## [Challenge]
How many lines in the listing below contain the string "blue", with case counting? Reply with the number alone.
--------------------------------------------------
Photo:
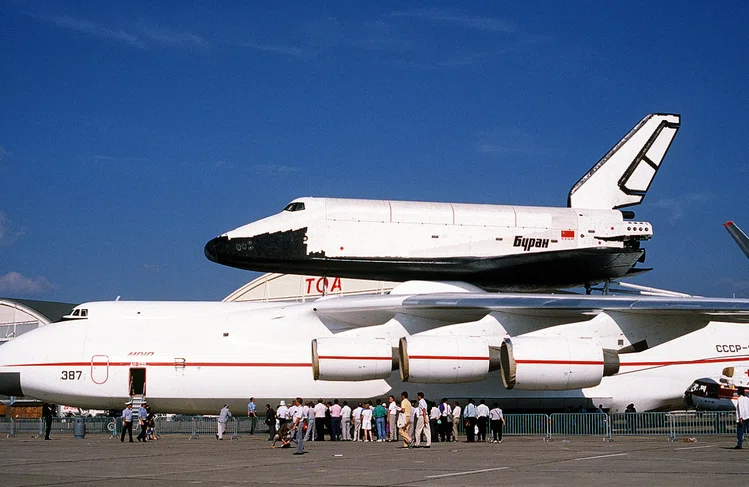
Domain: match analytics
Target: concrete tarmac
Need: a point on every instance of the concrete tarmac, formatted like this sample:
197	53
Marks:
249	460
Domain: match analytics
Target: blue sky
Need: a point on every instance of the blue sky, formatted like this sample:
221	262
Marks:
131	135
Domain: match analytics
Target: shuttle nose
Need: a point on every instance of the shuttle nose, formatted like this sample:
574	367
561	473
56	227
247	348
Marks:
211	249
10	384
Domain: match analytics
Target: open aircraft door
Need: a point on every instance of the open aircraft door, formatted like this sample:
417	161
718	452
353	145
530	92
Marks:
99	369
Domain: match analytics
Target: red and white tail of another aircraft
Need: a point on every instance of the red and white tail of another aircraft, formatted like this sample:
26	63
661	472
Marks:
447	339
741	239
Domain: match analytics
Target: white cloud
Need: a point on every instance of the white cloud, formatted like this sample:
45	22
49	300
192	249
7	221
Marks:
92	29
171	37
457	17
141	37
675	208
734	286
14	282
8	236
507	141
280	169
293	51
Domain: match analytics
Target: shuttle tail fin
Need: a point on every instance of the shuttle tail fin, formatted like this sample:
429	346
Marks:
739	236
622	177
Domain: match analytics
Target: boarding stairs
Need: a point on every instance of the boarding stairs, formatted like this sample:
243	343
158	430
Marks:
137	400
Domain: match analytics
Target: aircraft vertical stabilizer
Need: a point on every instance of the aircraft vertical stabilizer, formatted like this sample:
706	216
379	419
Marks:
739	236
622	177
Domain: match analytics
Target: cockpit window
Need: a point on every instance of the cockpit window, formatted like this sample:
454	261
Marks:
294	207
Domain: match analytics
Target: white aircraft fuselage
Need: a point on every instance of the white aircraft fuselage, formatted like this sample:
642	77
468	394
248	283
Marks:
193	357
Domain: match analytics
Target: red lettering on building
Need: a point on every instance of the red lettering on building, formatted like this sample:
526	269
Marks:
336	285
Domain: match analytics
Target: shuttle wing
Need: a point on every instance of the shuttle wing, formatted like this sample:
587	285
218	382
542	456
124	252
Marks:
622	177
739	236
463	307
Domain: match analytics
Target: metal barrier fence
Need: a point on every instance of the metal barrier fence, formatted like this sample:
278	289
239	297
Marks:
526	425
668	425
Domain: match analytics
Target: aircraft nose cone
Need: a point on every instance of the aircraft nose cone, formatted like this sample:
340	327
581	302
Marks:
212	249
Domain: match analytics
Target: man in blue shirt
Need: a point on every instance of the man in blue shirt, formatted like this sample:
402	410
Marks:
127	421
142	414
252	414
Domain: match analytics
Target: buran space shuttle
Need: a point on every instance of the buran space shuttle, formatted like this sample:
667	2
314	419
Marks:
496	247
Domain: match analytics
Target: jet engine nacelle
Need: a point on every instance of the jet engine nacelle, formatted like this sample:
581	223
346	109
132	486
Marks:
434	359
558	363
340	358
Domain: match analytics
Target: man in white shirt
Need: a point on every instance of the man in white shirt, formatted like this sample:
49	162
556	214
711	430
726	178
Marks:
482	415
497	421
320	410
742	417
392	419
469	413
346	421
415	414
297	423
422	423
357	421
435	423
282	414
446	420
456	419
310	410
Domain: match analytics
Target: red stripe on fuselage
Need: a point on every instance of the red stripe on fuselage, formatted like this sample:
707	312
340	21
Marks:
560	362
344	357
444	357
162	364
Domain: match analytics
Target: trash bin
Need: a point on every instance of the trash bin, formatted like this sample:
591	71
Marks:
79	427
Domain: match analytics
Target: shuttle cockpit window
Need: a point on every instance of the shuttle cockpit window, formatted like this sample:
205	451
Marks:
297	206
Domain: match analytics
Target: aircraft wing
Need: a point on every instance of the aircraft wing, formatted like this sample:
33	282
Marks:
463	307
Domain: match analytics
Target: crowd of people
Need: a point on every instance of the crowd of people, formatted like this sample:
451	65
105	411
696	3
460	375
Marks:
146	420
416	423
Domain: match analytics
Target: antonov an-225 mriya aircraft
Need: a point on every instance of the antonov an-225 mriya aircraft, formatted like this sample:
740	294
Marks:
452	340
510	248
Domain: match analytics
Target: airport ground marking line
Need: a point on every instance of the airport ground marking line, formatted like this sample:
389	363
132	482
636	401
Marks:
470	472
602	456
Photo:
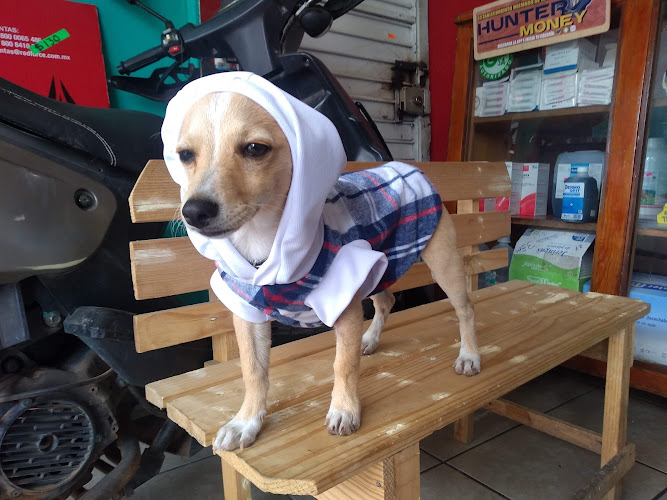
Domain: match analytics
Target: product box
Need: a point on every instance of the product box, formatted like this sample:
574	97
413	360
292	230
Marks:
500	203
53	48
565	170
576	54
530	189
559	90
561	258
651	330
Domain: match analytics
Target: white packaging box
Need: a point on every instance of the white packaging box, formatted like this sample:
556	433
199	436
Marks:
--------------------------------------------------
## [Task result]
4